■ **BRANO**:
La comunicazione della nostra intenzione di separarci va fatta, per quanto possibile, insieme, usando parole semplici, adeguate all’età dei figli, quando ci sentiremo sicuri della nostra decisione e pronti a parlarne con sufficiente serenità e senza menzogne. È con questa comunicazione che iniziamo a rassicurare nel concreto i figli del fatto che con la separazione non stanno perdendo i genitori. Sta comunque ai fatti, non alle parole, dar loro la certezza.
Diamo la possibilità ai figli di esprimere la loro sofferenza e aiutiamoli più con i fatti che con le parole. Dimostriamoci disponibili a parlare con loro ogni volta che lo richiederanno. Se parlano poco o non fanno domande o non reagiscono, non illudiamoci che chi tace acconsente. Prepariamoci dunque a rispondere ai loro eventuali perché in ogni momento e non sentiamoci sollevati se i figli non ci hanno posto domande.
Non umiliamo i figli ignorando o non tenendo nella dovuta considerazione le loro ragioni, come se la giovane età impedisse loro di essere nel giusto. E anche se nel giusto non fossero, abituiamoli alla libertà di pensiero e di parola, sia pure nel rispetto delle dovute forme (che anche noi dovremo usare nei loro confronti).
Manteniamo sempre la nostra comune responsabilità genitoriale a partire dal momento della decisione di separarci, nella comunicazione con i figli, le nostre famiglie d’origine e chiunque altro. Non perdiamoci di vista dietro le carte bollate e non lasciamo che altri prendano decisioni che spettano a noi due, insieme. Se siamo certi di non star mentendo, facciamo in modo che i nostri figli sappiano che ogni sforzo è stato fatto per tenere in piedi la nostra unione. Sottolineiamo che la separazione è interamente frutto della nostra decisione e che loro non ne hanno alcuna responsabilità.
Non inibiamo nei figli i ricordi positivi del loro passato con l’uno, l’altro o entrambi i genitori. Accettiamo che riemergano anche i loro ricordi negativi aiutandoli a collocarli in una storia in evoluzione e a individuare prospettive di cambiamento e di miglioramento.
Non usiamo i figli come giudici o arbitri dei nostri comportamenti sollecitando da loro un’opinione su chi di noi abbia ragione o torto. Non screditiamo né denigriamo l’altro genitore agli occhi dei figli anche, e soprattutto, se assente.
Non impediamo loro di comunicare con il genitore non affidatario, anche segnalando più o meno apertamente la nostra disapprovazione quando i figli cercano di farlo. Non svalutiamo sistematicamente le idee e la pratica educativa dell’altro genitore. Teniamo a mente che non è sempre vero che il passato determina meccanicamente il futuro e che dunque l’altro genitore “non cambierà mai”.

■ **ESERCIZIO PROPOSTO A**: Trascrivi come lista JSON di stringhe, una per ciascuna riga e senza le righe vuote, le righe dei record dalla riga che contiene "Guideline: one keypoint for each instance of the nightstand" fino alla fine dei record.

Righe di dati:

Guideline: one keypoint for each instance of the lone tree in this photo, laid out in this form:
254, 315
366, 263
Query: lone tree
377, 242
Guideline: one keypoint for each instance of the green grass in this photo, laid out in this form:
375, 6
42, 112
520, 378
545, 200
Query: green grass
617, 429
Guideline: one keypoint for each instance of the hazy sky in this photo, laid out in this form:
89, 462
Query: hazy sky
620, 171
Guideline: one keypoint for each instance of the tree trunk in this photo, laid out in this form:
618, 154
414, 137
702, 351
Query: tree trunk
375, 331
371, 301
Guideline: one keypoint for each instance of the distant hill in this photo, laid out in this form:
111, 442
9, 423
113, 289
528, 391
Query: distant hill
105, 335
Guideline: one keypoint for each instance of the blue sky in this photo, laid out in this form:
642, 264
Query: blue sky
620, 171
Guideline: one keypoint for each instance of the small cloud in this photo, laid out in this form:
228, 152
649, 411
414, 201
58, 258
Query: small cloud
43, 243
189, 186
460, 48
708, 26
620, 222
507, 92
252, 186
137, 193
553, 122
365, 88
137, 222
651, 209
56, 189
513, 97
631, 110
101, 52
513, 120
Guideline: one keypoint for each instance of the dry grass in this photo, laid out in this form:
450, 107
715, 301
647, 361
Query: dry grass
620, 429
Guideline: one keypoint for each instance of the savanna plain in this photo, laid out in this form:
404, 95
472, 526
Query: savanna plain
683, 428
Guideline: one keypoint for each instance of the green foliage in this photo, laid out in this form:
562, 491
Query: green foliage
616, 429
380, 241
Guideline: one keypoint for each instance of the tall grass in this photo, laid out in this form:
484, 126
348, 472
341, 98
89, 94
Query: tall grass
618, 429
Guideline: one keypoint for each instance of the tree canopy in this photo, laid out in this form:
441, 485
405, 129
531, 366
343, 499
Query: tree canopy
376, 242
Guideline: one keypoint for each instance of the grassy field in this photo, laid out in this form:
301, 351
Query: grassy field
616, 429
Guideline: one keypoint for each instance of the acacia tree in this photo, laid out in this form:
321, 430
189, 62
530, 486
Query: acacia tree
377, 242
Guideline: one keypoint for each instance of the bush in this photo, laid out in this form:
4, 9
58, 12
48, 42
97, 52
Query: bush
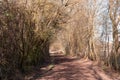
25, 35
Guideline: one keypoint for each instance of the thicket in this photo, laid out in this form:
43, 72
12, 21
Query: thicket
26, 29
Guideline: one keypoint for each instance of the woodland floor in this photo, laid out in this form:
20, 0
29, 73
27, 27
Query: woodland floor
72, 68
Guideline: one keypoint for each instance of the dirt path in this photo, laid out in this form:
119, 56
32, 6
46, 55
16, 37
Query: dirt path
68, 68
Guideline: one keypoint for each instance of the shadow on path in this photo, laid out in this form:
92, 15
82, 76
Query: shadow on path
70, 68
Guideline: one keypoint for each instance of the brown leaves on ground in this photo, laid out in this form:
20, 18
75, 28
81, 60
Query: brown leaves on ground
71, 68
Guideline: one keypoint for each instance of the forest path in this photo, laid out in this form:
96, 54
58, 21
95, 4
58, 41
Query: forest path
71, 68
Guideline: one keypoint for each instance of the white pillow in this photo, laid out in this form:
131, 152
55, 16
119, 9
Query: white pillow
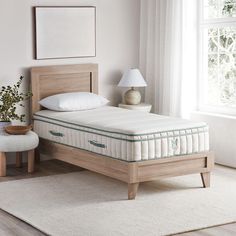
73, 101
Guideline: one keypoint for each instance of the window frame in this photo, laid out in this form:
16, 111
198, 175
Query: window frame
202, 72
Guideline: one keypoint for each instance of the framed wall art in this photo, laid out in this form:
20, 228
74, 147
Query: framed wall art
65, 32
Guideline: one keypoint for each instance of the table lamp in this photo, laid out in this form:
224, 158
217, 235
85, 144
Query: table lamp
132, 78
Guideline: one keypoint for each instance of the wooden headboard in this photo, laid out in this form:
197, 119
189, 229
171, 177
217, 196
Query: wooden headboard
51, 80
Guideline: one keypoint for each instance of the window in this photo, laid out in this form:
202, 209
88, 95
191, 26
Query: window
217, 89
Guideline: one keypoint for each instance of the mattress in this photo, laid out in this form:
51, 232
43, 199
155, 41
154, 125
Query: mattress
123, 134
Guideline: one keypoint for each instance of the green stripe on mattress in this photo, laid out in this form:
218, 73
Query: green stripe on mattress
128, 140
114, 132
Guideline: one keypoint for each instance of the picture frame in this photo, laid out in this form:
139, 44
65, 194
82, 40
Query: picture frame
65, 32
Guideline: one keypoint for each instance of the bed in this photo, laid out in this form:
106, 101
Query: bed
130, 146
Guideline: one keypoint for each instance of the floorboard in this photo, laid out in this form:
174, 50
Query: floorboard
11, 226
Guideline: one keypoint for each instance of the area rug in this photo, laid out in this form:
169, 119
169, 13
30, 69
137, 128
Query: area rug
85, 203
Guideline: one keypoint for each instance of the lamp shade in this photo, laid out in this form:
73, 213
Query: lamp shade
132, 78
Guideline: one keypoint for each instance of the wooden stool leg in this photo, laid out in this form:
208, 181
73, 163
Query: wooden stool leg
132, 190
37, 155
31, 161
206, 179
18, 159
2, 164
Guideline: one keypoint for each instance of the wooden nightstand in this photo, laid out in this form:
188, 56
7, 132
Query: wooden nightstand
140, 107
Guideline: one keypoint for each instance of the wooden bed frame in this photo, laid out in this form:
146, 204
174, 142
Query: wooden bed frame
50, 80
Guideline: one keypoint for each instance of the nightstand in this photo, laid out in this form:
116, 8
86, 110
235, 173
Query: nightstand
140, 107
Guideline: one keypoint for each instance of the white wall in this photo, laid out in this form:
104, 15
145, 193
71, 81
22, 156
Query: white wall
117, 40
222, 136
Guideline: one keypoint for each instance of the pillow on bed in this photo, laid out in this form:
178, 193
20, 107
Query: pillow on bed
73, 101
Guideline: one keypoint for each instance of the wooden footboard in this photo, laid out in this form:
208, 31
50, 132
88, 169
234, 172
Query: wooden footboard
132, 172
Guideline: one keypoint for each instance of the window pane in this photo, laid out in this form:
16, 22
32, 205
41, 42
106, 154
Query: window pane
219, 8
221, 82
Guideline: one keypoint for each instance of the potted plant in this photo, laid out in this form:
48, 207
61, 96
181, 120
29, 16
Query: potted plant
10, 98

■ **ESERCIZIO PROPOSTO B**: Riduci a un breve elenco puntato il paragrafo del brano che comincia con "Diamo la possibilità ai figli", conservandone i contenuti principali.

■ **SOLUZIONE A**:
[
  "Guideline: one keypoint for each instance of the nightstand in this photo, laid out in this form:",
  "116, 8",
  "86, 110",
  "235, 173",
  "Query: nightstand",
  "140, 107",
  "Guideline: one keypoint for each instance of the white wall in this photo, laid out in this form:",
  "104, 15",
  "145, 193",
  "71, 81",
  "22, 156",
  "Query: white wall",
  "117, 40",
  "222, 136",
  "Guideline: one keypoint for each instance of the pillow on bed in this photo, laid out in this form:",
  "178, 193",
  "20, 107",
  "Query: pillow on bed",
  "73, 101",
  "Guideline: one keypoint for each instance of the wooden footboard in this photo, laid out in this form:",
  "208, 31",
  "50, 132",
  "88, 169",
  "234, 172",
  "Query: wooden footboard",
  "132, 172",
  "Guideline: one keypoint for each instance of the window pane in this photo, laid out in this form:",
  "16, 22",
  "32, 205",
  "41, 42",
  "106, 154",
  "Query: window pane",
  "219, 8",
  "221, 82",
  "Guideline: one keypoint for each instance of the potted plant in this photo, laid out in this form:",
  "48, 207",
  "61, 96",
  "181, 120",
  "29, 16",
  "Query: potted plant",
  "10, 98"
]

■ **SOLUZIONE B**:
- Lasciare che i figli esprimano la loro sofferenza e aiutarli più con i fatti che con le parole.
- Mostrarsi disponibili a parlare con loro ogni volta che lo chiedono.
- Se parlano poco, non fanno domande o non reagiscono, non illudersi che chi tace acconsente.
- Essere pronti a rispondere in ogni momento ai loro eventuali perché, senza sentirsi sollevati se non hanno fatto domande.